**Selected extract:**

= = = =

The observation that I had in Silicon Valley was this one-sided narrative that if you study computer code, you suddenly have this ticket to the future. In actuality, when you look around some of the best founders, whether it be Stewart Butterfield, who's the CEO of Slack — Stewart has two degrees in philosophy, no engineering degree. If you look at the CEOs of YouTube, Susan Wojcicki, who is a history and literature major, or Peter Thiel, who is famous for founding PayPal and Palantir, and for being the first investor in Facebook — Peter Thiel has a law degree and a philosophy degree. Reid Hoffman, who founded LinkedIn, also is a philosopher.

= = = =

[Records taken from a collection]
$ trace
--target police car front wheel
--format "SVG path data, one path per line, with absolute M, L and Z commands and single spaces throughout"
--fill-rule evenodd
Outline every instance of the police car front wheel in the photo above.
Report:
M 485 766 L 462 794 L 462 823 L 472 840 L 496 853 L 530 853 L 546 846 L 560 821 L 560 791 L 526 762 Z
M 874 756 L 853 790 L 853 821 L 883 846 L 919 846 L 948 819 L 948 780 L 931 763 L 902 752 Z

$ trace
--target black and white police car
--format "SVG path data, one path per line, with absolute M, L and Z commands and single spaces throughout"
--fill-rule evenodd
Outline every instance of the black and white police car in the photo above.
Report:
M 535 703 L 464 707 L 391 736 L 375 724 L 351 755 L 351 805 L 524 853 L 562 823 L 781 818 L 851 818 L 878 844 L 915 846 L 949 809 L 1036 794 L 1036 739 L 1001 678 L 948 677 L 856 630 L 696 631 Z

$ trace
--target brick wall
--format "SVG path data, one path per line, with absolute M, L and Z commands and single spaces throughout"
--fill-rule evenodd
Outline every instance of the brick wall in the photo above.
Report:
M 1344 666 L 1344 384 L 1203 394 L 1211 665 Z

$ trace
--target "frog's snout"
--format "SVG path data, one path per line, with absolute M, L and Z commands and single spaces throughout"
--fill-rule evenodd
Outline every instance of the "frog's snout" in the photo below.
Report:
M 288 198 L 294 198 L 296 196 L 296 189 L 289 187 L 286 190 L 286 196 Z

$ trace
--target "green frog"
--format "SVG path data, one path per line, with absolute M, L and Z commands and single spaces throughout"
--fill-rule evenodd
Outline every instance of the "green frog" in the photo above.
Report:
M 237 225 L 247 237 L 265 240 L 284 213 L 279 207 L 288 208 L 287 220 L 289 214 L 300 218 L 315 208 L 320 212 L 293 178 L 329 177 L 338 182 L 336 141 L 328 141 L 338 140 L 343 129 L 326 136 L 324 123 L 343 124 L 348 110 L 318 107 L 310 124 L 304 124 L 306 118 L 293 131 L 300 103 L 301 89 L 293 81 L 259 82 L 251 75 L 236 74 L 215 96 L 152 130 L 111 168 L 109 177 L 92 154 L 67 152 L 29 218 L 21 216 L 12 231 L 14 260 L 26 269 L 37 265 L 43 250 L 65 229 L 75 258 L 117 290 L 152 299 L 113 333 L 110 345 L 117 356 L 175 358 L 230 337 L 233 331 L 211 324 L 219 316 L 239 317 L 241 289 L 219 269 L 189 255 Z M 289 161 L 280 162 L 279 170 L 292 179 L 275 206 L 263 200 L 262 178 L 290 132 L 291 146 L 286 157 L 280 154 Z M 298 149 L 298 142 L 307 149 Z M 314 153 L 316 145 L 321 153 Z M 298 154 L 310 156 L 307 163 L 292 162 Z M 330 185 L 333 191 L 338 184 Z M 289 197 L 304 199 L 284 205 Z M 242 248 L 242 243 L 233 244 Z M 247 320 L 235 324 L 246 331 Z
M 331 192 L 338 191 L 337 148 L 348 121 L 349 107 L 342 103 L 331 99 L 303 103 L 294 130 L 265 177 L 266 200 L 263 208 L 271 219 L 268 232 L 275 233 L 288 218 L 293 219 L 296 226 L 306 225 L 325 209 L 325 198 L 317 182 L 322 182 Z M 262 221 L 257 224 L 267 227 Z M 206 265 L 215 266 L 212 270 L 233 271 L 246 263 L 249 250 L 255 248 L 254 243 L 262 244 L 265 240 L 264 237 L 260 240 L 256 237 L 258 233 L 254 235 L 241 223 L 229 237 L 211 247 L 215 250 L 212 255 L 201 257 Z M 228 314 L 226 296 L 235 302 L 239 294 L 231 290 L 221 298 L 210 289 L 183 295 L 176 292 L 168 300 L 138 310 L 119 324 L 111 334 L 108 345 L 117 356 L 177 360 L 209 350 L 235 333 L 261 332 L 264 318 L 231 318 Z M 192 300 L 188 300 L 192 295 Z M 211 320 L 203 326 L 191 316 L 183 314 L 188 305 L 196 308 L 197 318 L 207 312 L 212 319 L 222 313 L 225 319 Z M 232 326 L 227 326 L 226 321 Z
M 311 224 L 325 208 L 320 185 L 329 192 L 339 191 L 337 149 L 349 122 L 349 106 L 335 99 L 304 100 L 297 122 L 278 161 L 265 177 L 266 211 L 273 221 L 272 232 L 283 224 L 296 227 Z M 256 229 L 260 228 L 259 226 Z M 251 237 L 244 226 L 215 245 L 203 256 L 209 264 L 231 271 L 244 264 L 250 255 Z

= = = =

**Task 1:**
Using the passage on Silicon Valley founders, say whether each statement agrees with it: (a) Stewart Butterfield holds an engineering degree; (b) Susan Wojcicki was a history and literature major; (c) Reid Hoffman founded PayPal. Answer yes or no for each, and quote the deciding words.
**Task 2:**
According to the passage on Silicon Valley founders, what degrees does Peter Thiel have?
**Task 3:**
Please restate part of the passage on Silicon Valley founders, substituting "economics" for "philosophy" throughout. Begin at the words "The observation that"; stop after "is a philosopher.".

**Written response 1:**
(a) No: "Stewart has two degrees in philosophy, no engineering degree."
(b) Yes: "Susan Wojcicki, who is a history and literature major"
(c) No: "Reid Hoffman, who founded LinkedIn"

**Written response 2:**
A law degree and a philosophy degree.

**Written response 3:**
The observation that I had in Silicon Valley was this one-sided narrative that if you study computer code, you suddenly have this ticket to the future. In actuality, when you look around some of the best founders, whether it be Stewart Butterfield, who's the CEO of Slack — Stewart has two degrees in economics, no engineering degree. If you look at the CEOs of YouTube, Susan Wojcicki, who is a history and literature major, or Peter Thiel, who is famous for founding PayPal and Palantir, and for being the first investor in Facebook — Peter Thiel has a law degree and a economics degree. Reid Hoffman, who founded LinkedIn, also is a philosopher.